WORK TO BE COMPLETED >>
Give the records below again, exactly as they appear.
§ §
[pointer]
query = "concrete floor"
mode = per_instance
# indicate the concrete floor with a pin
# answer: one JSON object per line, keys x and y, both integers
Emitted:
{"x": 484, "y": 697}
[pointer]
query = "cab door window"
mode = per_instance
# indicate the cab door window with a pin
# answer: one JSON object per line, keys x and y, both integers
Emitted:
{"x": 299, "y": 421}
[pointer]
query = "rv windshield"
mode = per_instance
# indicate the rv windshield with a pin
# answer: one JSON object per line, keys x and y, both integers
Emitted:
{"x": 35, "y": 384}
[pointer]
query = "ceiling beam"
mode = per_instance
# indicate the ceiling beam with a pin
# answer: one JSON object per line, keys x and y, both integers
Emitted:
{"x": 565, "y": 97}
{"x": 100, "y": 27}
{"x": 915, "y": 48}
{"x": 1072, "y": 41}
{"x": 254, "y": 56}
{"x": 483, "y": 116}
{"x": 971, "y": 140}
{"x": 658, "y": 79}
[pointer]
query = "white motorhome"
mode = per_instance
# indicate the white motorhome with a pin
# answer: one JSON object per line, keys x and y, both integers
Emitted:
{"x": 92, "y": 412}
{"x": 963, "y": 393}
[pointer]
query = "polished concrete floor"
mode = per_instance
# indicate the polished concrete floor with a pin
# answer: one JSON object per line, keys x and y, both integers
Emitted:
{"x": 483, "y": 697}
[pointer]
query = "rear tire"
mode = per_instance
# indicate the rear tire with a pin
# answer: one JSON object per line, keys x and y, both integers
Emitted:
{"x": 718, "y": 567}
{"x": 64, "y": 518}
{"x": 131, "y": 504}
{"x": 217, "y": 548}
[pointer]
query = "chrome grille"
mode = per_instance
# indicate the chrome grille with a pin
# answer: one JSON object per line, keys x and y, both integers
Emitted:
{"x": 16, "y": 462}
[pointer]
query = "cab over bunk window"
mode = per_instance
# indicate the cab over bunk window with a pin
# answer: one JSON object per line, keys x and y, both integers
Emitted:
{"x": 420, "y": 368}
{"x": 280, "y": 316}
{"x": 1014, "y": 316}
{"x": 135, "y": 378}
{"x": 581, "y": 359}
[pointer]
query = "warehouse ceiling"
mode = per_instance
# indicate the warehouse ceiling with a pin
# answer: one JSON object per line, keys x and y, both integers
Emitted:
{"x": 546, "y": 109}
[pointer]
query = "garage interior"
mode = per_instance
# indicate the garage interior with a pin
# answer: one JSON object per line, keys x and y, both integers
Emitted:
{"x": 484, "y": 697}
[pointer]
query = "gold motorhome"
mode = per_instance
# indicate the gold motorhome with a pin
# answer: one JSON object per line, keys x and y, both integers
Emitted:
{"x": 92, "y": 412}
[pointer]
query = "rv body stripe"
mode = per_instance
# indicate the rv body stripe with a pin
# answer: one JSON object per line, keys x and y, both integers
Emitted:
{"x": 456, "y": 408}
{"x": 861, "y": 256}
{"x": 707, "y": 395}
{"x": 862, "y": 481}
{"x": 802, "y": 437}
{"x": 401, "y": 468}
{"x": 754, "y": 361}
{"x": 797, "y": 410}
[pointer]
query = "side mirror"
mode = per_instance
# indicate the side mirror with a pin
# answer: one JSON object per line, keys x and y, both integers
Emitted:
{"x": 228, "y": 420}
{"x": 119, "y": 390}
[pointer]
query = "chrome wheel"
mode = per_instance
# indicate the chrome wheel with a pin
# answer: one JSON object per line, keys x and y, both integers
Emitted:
§ §
ANSWER TO THIS EXERCISE >>
[pointer]
query = "concrete floor"
mode = per_instance
# indicate the concrete floor with a pin
# answer: one JSON object per line, keys x and y, both integers
Emitted:
{"x": 484, "y": 697}
[pointer]
query = "cab door window"
mode = per_instance
# indicate the cab door window with a pin
# answer: one JSON object per line, keys x and y, both integers
Emitted:
{"x": 299, "y": 421}
[pointer]
query = "rv windshield"
mode = per_instance
# indicate the rv windshield with a pin
# answer: one JSON object per line, keys x and y, both integers
Emitted:
{"x": 35, "y": 384}
[pointer]
query = "ceiling beam"
mode = per_instance
# indicate the ceiling beam with a pin
# answer: one JSON object per line, keys x and y, both integers
Emitted:
{"x": 565, "y": 97}
{"x": 100, "y": 27}
{"x": 915, "y": 48}
{"x": 1072, "y": 41}
{"x": 254, "y": 56}
{"x": 483, "y": 116}
{"x": 971, "y": 140}
{"x": 658, "y": 79}
[pointer]
query = "white motorhome"
mode = per_instance
# indicate the white motorhome with a pin
# answer: one JSON object per line, keys x and y, both integers
Emitted:
{"x": 92, "y": 412}
{"x": 963, "y": 393}
[pointer]
query = "polished concrete floor"
mode = per_instance
# indicate the polished concrete floor with a pin
# answer: one JSON object per line, keys x and y, both integers
Emitted:
{"x": 483, "y": 697}
[pointer]
query = "rear tire"
mode = per_instance
# indicate the rear tire with a pin
# answer: one JSON object per line, keys x and y, both integers
Emitted:
{"x": 718, "y": 567}
{"x": 64, "y": 518}
{"x": 131, "y": 504}
{"x": 217, "y": 548}
[pointer]
query = "chrome grille"
mode = per_instance
# indicate the chrome grille with a pin
# answer: one JSON object per line, keys x and y, both integers
Emitted:
{"x": 16, "y": 462}
[pointer]
query = "cab over bunk window"
mode = per_instance
# indicate the cab over bunk window with a pin
# answer: one JSON object per line, keys x and y, both integers
Emitted:
{"x": 420, "y": 368}
{"x": 280, "y": 316}
{"x": 1014, "y": 316}
{"x": 135, "y": 378}
{"x": 581, "y": 359}
[pointer]
query = "warehouse ceiling"
mode = per_instance
# indicate the warehouse ceiling with a pin
# answer: one JSON object per line, keys x and y, both integers
Emitted:
{"x": 546, "y": 109}
[pointer]
query = "garage interior"
mode = per_instance
# indicate the garage interior with a pin
# answer: one JSON object per line, keys x and y, both integers
Emitted:
{"x": 484, "y": 697}
[pointer]
query = "gold motorhome"
mode = per_instance
# indicate the gold motorhome with a pin
# answer: one JSON object per line, keys x and y, both integers
Emitted:
{"x": 92, "y": 412}
[pointer]
query = "rv body stripe"
mode = per_instance
# indicate the rv body stripe with a pin
# answer: one JSON object per line, keys x and y, both integers
Emitted:
{"x": 456, "y": 408}
{"x": 861, "y": 256}
{"x": 707, "y": 395}
{"x": 862, "y": 481}
{"x": 802, "y": 437}
{"x": 401, "y": 468}
{"x": 754, "y": 361}
{"x": 797, "y": 410}
[pointer]
query = "side mirror"
mode = per_instance
# indicate the side mirror with a pin
# answer: one JSON object per line, keys x and y, both integers
Emitted:
{"x": 228, "y": 420}
{"x": 119, "y": 390}
[pointer]
query = "chrome wheel"
mode = per_instance
# indicate the chrome wheel with a pin
# answer: one JSON object per line, keys x and y, both integers
Emitted:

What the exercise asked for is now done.